> **Reading text**
━━━━━━━━━━━━━━━━━━━━━━━━━━━━━━

#AOTW- Fatlip

It seems strange that I’ve gone this long in my writing of the AOTW column and have yet to touch on hip-hop. It’s strange in that, during my teen years, hip-hop music dominated my headphones. It was all I really listened to. I mean, that and Papa Roach. Prior to the ipod, traveling anywhere involved me lugging around two “100 count” CD binders. God forbid I go anywhere without access to my entire music library. Those binder pages contained the likes of Notorious BIG, Eminem, Nas, The Wu Tang Clan, Dr. Dre, N.W.A., The Beatie Boys, and my personal favorite, Method Man. Now that’s a murderers row of rappers right there. You’ve all heard of those guys before, and if you haven’t, then you’ve most likely been living in a cave in some far off land for the past twenty years. In which case, welcome to our society. Ever since I took over The AOTW, I’ve tried to make it all about exposing you guys to something you may not have heard before. So this week I chose to write about a guy who, for the most part, has spent a majority of his career off the grid. He once flirted with fame, but has survived on the outside. That man is Fatlip.


It was 2004 when I was first introduced Fatlip. I was given a copy of the DVD The Best of Spize Jonze. It featured some of Jonze’s most visually stunning music video work. However the video that stood out most to me was the video he did for Fatlip’s first single titled What’s Up Fatlip? The video is a trip. Shot in the streets of LA with little to no concern for production value, Fatlip takes you on a tour of his world.


The fact that video wasn’t a treat for the eyes forced me to really listen to Fatlip’s lyrics. While a good amount of hip-hop focuses on getting money, girls, fame, and fortune, on this song Fatlip was casually rapping about living the life of a broke loser, with no game, no plan, and being kind of okay with it. For the first time in a long while, I was hearing hip-hop music that I could actually relate to. It actually caused me to reflect on my own life. As it turns out I too was a broke loser with no game plan. With that in mind, I drove the streets of Seattle, listening to this constantly for nearly a year.


I wanted to learn more about the guy. Turned out he came onto the scene with the group The Pharcyde. After their first album they began touring with A Tribe Called Quest, and in 1995 with the release of their second album Labcabincalifornia they scored their biggest hit with the track Runnin. On these records, Fatlip’s rhymes were fast, comical, and often ventured into the grotesque. In my opinion, it’s pretty clear that he’s the most talented MC of the group. Despite his talents, tension between Fatlip and the rest of the crew began to rise. With his newfound fame, Fatlip found some of those pitfalls that so many before him had found, most notably cocaine and ecstasy. Partying all night became the norm. The rest of the group could only take it for song long and soon booted him from the group. Fatlip quickly announced he would be starting his solo career. That was all back in 1995. I found him in 2004 and he only had one song. The hell had he been doing? Biding his time? I don’t get it. So much talent and in ten years he releases nothing? Not even a shitty cameo on a Little Kim record? Give me something!

━━━━━━━━━━━━━━━━━━━━━━━━━━━━━━

> **Raw data**
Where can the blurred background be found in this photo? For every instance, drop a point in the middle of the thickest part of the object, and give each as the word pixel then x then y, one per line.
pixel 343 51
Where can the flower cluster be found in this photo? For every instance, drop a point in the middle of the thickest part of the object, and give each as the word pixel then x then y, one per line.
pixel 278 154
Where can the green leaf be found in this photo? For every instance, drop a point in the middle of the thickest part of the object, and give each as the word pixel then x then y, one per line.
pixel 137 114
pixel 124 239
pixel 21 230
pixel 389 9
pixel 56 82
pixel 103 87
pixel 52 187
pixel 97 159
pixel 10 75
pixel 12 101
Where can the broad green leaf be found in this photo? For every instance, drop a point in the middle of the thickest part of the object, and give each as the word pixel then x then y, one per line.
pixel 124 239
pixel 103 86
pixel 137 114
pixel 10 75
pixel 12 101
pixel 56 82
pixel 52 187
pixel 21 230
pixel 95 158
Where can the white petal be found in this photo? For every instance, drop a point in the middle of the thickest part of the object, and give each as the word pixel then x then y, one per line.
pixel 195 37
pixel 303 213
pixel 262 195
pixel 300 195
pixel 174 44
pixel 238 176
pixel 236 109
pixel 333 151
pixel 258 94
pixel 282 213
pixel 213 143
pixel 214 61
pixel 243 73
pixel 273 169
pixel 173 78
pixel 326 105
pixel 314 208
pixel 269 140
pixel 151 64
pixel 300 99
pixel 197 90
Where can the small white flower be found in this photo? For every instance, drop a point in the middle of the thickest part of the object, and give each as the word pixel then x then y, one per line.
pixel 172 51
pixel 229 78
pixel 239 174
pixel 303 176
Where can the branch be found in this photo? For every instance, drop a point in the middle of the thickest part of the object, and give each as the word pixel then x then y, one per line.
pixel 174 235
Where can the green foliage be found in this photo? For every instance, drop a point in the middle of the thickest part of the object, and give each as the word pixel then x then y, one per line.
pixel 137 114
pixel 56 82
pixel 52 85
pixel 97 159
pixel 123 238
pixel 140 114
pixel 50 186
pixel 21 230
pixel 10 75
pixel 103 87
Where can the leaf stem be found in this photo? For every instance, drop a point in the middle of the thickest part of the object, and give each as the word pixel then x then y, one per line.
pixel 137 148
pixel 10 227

━━━━━━━━━━━━━━━━━━━━━━━━━━━━━━

Answer these questions from the Fatlip column:
(a) What was the title of Fatlip's first single?
(b) In what city did the writer drive around listening to that single for nearly a year?
(c) What was the name of The Pharcyde's second album, released in 1995?

> **The solution**
(a) What's Up Fatlip?
(b) Seattle
(c) Labcabincalifornia